Stored dataset records
┌──
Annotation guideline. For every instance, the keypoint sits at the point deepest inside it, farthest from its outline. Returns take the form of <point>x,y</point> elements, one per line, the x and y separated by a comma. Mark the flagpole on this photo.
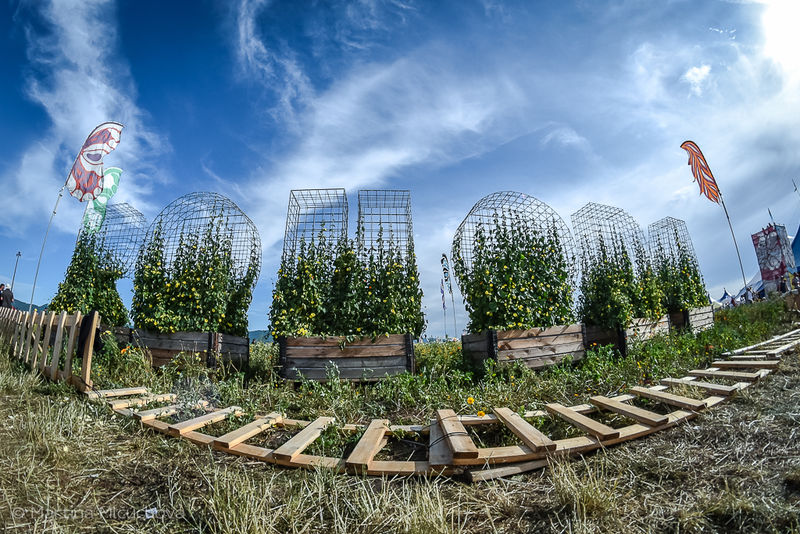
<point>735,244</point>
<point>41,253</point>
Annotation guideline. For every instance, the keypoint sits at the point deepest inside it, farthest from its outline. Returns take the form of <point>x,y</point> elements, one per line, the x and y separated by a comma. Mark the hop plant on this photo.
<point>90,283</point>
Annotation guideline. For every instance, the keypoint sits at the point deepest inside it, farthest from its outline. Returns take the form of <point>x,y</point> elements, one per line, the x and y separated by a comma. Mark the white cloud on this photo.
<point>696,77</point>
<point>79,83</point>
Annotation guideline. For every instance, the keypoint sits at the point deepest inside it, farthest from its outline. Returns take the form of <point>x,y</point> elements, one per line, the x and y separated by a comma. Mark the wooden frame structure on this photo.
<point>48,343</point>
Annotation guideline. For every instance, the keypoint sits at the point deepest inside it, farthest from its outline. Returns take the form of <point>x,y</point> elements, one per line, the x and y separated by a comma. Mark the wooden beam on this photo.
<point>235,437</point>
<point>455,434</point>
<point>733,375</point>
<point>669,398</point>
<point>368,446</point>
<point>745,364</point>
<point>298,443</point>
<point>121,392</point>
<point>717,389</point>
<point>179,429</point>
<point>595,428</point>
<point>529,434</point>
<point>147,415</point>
└──
┌──
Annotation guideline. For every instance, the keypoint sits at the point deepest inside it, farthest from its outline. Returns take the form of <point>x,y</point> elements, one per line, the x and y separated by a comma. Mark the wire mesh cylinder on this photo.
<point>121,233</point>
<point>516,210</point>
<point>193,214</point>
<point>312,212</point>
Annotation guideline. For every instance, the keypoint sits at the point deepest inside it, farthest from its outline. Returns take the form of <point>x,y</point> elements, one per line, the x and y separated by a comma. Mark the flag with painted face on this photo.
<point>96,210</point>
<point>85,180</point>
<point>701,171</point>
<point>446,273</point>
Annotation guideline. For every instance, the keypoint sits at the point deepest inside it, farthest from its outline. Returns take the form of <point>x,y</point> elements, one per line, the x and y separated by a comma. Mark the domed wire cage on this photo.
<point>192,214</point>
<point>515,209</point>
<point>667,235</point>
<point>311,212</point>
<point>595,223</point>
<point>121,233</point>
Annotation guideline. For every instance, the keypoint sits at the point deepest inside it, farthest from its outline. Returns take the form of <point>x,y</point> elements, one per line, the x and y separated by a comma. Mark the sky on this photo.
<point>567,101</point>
└──
┌──
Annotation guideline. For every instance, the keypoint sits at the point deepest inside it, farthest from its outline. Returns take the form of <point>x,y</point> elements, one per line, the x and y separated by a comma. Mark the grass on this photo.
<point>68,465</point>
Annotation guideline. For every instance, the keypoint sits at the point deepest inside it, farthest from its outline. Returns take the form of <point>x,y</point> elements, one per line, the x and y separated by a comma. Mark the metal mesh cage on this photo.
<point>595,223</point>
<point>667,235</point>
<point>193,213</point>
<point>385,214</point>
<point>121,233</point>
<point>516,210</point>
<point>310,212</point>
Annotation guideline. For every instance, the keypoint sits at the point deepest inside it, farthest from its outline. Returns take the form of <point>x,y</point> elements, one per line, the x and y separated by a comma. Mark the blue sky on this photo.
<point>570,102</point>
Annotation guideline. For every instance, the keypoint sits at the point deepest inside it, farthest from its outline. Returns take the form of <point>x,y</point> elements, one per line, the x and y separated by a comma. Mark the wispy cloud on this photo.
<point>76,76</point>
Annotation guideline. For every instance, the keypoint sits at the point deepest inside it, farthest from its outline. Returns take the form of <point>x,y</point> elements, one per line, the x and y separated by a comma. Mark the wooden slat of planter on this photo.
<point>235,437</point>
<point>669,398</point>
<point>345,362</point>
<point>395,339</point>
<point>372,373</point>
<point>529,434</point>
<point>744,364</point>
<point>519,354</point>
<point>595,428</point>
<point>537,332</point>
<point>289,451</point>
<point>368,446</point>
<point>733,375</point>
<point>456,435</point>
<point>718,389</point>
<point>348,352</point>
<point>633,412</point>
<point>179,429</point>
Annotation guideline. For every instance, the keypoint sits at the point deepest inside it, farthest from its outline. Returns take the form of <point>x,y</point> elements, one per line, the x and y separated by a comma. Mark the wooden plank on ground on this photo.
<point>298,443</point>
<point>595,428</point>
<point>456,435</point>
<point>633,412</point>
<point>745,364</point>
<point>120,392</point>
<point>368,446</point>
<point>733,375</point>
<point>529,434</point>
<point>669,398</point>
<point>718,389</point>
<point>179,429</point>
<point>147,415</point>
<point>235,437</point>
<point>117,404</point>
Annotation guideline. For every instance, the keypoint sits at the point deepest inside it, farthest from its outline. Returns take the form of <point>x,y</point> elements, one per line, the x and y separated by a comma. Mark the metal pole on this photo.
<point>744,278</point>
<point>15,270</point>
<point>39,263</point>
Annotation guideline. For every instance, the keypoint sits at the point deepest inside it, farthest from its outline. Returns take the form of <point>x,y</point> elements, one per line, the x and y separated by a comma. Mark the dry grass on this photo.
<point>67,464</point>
└──
--- Task ---
Turn the records between the lines holding "wire cage on this photo." and "<point>567,101</point>", inclusive, into a two-column CSV with the headers instruction and response. Give one row per record, with its text and its answer each in a single quoted field and line breaks replaced by spaces.

--- Reply ---
instruction,response
"Annotation guideline. For every instance, the keypoint sits at the point deepest inside it, farthest from its outline. Returns take the form of <point>x,y</point> elements, one per line, the x and y separated by a comma. Mark the domed wire cage on this photo.","<point>192,214</point> <point>515,209</point> <point>667,235</point> <point>311,212</point> <point>595,223</point> <point>121,233</point>"
"Annotation guideline. For every instance, the keypoint sits at the point deepest inside it, farthest from its outline. Returns take the form of <point>x,y</point> elements, one per line, the x and y separated by a comma. Mark the sky on this photo.","<point>567,101</point>"